_Selected passage_.
---
The Call for Debate Thread

One-on-one debate plus audience commentary.

Re: The Call for Debate Thread

Postby skipair » Thu Aug 14, 2008 1:14 pm

Alex Jacob wrote:S: No matter who they debate it's as if they aren't even trying, and easily win blindfolded and with one hand tied behind their back, yawning as they make the final blow.

A: [I don't see them 'winning' myself, I often see them flatly lose...]

I figured you might, but still amazes me you do. This is where I can't relate.


Yet in all that you wrote you mentioned nothing at all specific and concrete.

For one, I was trying to tell you that perhaps you talk too much to understand what is going on. I also told you that your perception of the "QRS" perspective focuses on what it seems to exclude (a perceived negative), instead of figuring out what it includes (a who knows). I tried to give the music, women and WWII example to show how negative perceptions can change to positive in the future in hopes of you giving the material a serious look instead of treating it as a toy to constantly critique. This was not specific and concrete enough? :)


I find this interesting. You emulate and admire something---but what exactly is it? What do they do that you want to do, or see yourself doing?

I don't think I'd learn much by emulating them, except perhaps their persistence in valuing reason, which I do admire.
---
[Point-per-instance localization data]
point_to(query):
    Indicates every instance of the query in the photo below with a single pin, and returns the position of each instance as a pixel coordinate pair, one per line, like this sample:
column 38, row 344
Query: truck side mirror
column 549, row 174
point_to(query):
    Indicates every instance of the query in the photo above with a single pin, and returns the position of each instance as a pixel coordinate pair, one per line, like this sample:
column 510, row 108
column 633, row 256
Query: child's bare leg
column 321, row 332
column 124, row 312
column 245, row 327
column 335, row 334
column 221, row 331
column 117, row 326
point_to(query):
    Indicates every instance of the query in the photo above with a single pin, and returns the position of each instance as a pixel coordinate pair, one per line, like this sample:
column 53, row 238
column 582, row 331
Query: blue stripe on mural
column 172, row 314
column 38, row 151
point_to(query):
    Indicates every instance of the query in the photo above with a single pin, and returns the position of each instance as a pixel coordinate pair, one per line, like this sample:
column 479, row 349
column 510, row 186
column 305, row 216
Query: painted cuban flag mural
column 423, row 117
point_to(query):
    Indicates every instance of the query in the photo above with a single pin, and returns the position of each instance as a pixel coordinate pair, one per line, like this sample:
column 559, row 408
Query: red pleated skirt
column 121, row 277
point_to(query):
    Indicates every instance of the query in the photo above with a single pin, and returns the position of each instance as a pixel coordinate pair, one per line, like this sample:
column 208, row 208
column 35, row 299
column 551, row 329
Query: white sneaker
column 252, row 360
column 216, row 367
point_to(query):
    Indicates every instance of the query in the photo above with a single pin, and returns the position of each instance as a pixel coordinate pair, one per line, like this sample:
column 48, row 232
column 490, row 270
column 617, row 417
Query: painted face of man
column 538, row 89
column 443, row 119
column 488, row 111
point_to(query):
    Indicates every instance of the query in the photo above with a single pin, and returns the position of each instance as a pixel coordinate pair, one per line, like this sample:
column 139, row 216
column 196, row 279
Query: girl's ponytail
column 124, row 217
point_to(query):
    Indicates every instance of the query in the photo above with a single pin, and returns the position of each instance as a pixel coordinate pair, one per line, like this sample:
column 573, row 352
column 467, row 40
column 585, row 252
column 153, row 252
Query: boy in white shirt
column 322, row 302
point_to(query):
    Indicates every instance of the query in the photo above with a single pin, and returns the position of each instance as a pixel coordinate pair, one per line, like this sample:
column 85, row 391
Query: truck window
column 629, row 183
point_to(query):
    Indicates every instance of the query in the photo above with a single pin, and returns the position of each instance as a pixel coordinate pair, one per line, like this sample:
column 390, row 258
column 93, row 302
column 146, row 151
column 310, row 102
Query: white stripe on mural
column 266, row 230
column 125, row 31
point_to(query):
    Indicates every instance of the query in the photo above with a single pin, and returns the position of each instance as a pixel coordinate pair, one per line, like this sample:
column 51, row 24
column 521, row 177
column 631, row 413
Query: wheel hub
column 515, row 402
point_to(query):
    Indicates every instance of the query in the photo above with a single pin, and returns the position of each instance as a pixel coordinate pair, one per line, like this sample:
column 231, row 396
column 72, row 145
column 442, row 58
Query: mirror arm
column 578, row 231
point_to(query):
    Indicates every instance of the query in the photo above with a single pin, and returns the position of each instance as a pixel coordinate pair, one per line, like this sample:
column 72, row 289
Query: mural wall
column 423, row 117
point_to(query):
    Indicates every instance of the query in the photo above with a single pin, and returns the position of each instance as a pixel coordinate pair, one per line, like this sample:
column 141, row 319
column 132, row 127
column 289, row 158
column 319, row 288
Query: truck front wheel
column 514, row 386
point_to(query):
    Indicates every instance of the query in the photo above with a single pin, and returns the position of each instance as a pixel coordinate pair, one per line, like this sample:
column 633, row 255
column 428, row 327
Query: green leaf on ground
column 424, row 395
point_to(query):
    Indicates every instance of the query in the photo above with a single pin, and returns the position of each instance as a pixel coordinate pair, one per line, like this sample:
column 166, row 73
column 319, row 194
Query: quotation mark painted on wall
---
_Required action_. In the forum thread, which subjects does skipair say were used as an example of how negative perceptions can change to positive? List them.

_Exercise solution_.
- music
- women
- WWII